▶ [WHAT YOU SHOULD DO]
Within the listing below, count the lines that include "cloud" and give the count alone.
━━━ MATERIALS PROVIDED ━━━
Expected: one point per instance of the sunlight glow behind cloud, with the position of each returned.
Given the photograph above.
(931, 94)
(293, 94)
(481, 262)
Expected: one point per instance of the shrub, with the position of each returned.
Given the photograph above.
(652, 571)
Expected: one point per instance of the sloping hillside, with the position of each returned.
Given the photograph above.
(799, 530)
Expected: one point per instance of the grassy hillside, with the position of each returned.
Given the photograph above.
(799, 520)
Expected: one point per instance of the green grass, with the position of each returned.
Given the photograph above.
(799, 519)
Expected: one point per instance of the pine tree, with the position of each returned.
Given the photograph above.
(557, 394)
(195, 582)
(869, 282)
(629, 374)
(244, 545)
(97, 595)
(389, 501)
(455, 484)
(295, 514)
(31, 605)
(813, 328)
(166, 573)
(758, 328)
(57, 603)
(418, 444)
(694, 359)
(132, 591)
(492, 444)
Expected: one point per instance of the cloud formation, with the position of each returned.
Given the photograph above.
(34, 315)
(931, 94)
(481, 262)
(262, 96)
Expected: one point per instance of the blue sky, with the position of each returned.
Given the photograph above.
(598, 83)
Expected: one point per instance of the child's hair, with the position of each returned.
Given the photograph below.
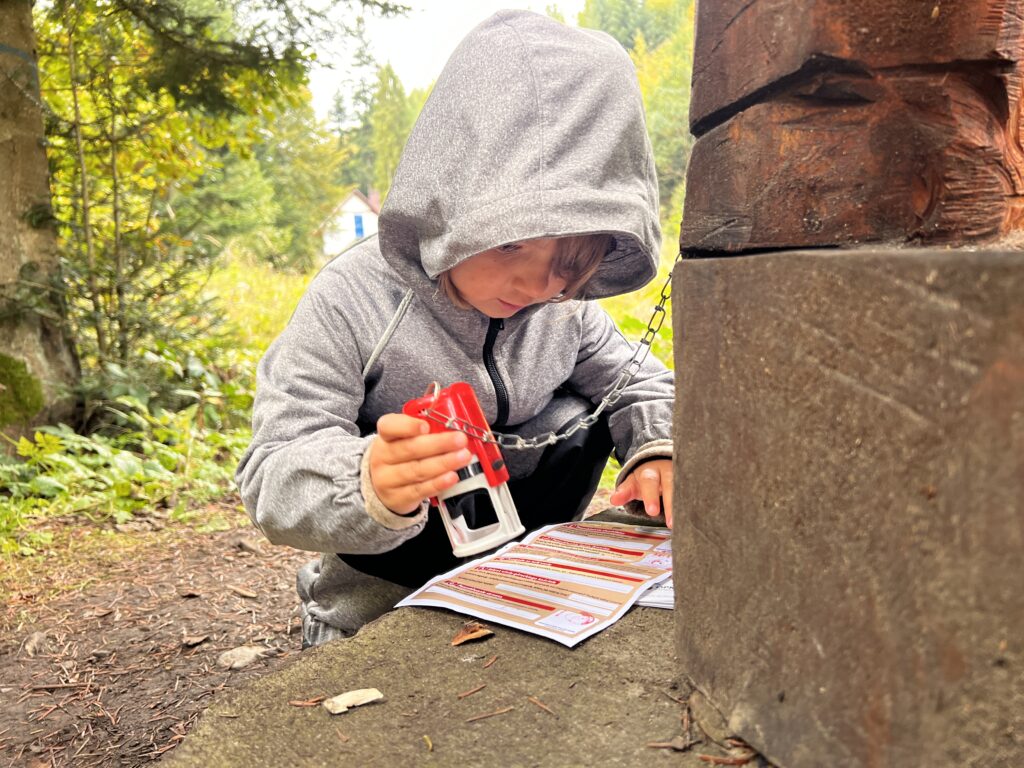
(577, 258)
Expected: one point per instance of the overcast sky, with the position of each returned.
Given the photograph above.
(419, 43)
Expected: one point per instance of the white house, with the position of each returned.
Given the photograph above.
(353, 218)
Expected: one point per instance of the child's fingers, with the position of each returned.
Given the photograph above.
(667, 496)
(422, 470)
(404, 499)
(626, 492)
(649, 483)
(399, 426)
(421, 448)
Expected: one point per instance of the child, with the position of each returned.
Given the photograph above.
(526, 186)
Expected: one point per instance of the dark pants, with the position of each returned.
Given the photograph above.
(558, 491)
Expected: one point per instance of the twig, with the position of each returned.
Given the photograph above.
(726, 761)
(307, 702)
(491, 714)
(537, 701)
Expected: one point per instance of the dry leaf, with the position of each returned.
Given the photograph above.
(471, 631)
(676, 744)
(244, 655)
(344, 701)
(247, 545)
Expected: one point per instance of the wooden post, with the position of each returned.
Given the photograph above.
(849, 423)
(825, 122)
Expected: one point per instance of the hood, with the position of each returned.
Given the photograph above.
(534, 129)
━━━
━━━ MATERIALS PROVIDED ━━━
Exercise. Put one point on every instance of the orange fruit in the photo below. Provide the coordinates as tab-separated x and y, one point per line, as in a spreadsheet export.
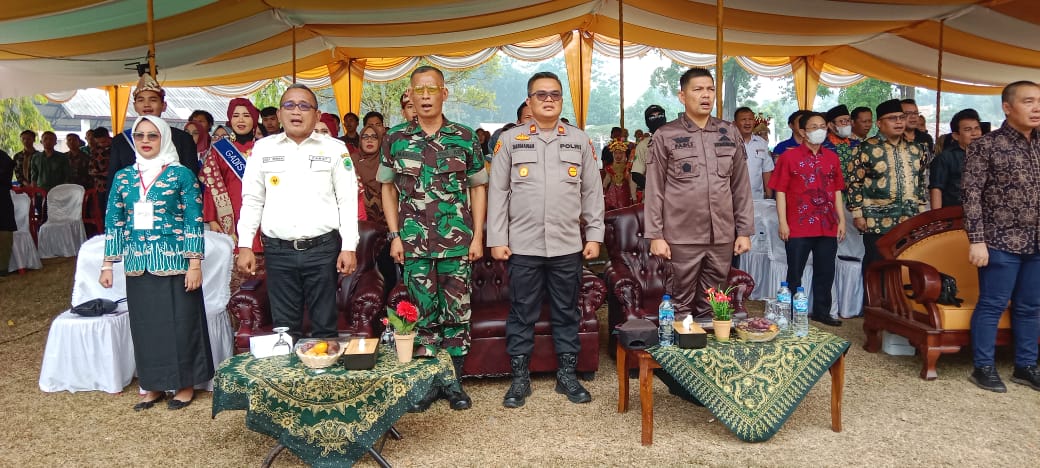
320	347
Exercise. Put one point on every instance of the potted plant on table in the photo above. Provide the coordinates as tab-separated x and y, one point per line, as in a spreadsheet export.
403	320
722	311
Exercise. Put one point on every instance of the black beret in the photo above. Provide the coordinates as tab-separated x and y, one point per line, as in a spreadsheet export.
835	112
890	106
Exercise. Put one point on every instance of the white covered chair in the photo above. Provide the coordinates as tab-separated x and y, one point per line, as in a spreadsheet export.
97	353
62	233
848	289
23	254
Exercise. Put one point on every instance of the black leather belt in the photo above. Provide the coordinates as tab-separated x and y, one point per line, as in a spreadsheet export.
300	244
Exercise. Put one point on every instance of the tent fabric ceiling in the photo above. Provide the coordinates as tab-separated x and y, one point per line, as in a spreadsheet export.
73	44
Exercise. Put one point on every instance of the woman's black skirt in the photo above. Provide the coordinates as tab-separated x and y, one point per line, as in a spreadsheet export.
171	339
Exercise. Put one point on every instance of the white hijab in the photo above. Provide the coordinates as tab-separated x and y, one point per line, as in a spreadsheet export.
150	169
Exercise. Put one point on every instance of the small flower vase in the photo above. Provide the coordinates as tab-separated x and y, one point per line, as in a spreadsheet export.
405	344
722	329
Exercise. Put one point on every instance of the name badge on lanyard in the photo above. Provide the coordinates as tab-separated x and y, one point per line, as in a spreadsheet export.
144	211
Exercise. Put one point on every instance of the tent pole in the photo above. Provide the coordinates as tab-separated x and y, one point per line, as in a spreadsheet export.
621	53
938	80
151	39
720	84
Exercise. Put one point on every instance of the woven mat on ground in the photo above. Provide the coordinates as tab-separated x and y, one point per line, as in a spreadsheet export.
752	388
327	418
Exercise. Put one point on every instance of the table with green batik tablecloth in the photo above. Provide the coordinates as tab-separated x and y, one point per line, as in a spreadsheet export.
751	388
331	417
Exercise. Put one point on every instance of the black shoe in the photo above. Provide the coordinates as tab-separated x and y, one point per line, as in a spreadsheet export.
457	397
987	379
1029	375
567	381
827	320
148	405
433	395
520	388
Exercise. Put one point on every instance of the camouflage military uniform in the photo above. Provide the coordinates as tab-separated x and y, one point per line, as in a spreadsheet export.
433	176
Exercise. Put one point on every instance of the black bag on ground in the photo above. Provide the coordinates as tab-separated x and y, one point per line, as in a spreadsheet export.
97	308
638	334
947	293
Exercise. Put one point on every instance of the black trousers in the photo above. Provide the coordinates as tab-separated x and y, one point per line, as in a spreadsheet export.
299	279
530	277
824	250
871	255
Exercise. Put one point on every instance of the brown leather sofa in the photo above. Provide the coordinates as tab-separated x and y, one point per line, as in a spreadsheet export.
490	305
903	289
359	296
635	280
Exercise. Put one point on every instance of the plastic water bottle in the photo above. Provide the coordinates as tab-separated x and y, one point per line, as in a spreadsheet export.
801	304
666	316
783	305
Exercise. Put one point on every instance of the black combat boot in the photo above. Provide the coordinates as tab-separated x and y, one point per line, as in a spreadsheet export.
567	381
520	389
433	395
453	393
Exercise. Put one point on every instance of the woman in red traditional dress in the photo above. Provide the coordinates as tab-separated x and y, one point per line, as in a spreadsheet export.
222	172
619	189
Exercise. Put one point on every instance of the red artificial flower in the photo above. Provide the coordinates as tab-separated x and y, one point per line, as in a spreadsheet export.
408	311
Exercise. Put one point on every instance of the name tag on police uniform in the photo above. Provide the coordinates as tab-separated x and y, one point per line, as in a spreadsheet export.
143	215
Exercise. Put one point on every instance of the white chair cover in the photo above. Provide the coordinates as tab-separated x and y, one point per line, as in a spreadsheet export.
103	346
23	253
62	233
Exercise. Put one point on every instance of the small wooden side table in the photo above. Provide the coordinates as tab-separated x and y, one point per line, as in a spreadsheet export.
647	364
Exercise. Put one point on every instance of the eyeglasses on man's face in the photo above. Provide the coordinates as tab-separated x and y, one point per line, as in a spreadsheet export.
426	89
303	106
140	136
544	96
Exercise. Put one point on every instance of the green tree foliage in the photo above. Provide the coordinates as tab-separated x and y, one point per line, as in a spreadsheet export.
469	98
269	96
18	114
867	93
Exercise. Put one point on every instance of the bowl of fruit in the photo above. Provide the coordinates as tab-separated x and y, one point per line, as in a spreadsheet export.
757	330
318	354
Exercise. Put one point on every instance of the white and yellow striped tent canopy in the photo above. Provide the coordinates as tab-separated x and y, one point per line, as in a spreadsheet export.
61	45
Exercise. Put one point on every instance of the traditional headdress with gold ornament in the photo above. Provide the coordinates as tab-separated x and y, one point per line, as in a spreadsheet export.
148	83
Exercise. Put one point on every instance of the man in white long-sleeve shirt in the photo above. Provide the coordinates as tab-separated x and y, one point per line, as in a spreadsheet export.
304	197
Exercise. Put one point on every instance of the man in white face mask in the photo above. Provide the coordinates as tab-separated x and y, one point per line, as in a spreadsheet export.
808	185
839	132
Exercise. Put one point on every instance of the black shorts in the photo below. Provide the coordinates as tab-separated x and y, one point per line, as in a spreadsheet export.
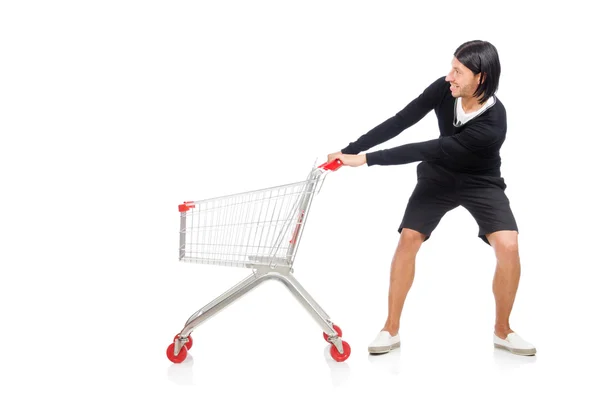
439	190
━━━
━━━ MATERIALS PROVIDED ━━━
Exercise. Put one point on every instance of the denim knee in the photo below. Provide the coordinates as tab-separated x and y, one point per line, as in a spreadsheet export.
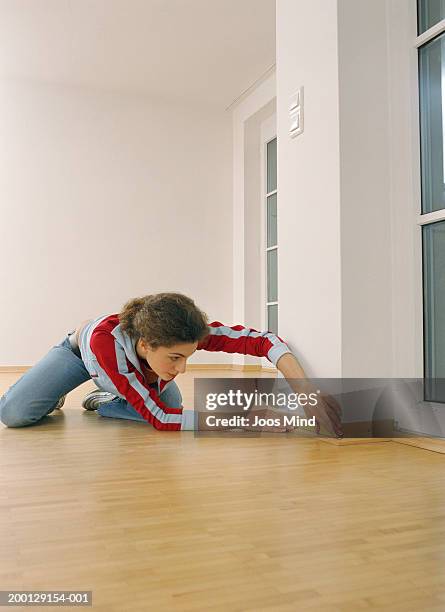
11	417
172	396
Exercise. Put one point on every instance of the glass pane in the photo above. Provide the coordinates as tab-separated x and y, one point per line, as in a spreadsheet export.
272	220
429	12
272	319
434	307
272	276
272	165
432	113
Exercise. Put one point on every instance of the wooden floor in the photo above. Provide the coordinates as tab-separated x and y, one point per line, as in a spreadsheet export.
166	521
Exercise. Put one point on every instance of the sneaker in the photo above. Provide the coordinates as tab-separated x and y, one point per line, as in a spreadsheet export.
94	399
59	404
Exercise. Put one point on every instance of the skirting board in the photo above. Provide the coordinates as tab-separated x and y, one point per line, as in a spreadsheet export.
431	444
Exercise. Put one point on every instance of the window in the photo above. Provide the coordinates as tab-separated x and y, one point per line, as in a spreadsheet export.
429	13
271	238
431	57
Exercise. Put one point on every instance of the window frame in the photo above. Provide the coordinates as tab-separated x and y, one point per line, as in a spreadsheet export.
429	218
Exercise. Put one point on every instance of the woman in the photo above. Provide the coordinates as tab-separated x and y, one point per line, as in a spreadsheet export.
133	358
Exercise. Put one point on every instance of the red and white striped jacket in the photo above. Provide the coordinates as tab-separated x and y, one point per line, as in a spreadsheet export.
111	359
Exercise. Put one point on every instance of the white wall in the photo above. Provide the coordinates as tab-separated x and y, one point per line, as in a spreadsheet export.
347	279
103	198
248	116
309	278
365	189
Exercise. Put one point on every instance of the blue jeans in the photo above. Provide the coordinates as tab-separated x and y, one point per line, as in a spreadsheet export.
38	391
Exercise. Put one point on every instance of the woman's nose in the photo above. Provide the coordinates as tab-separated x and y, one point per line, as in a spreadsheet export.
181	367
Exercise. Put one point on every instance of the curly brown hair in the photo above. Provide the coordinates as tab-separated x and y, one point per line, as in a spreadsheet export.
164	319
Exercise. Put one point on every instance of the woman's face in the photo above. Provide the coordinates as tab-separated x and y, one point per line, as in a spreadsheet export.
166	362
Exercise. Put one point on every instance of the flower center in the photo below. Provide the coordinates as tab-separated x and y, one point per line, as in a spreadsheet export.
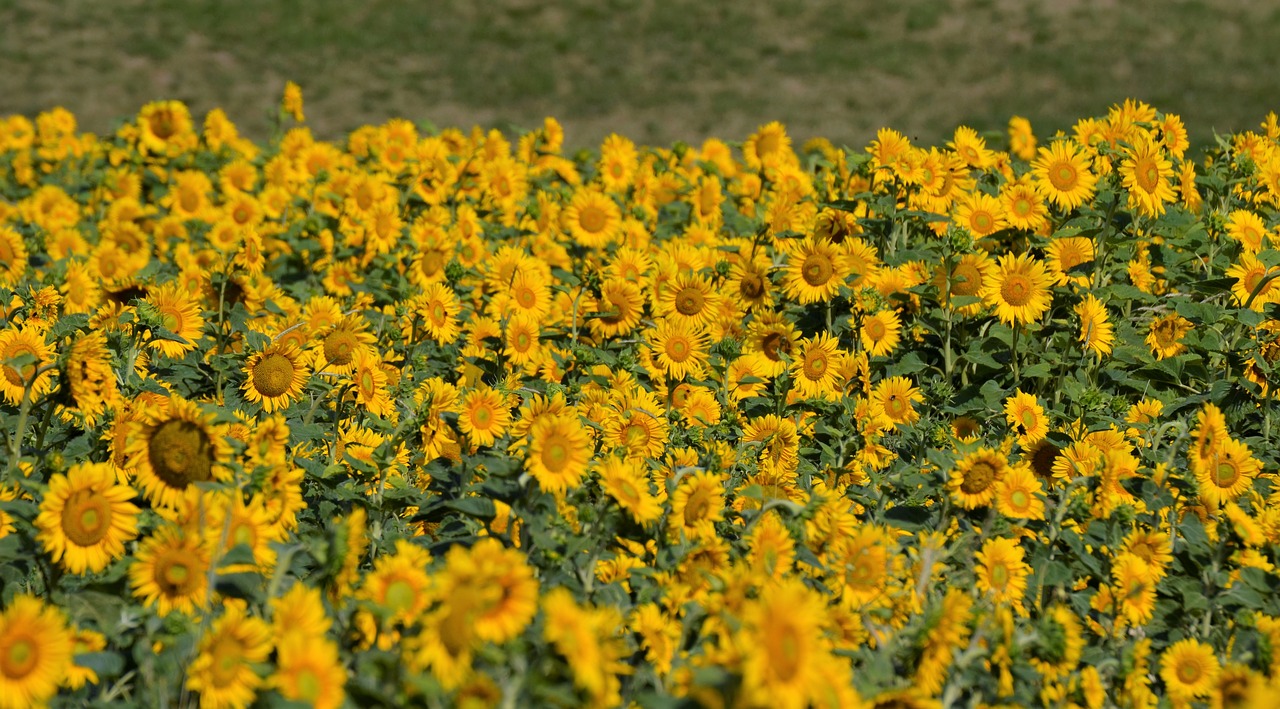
━━━
▶ [TASK ANSWER]
2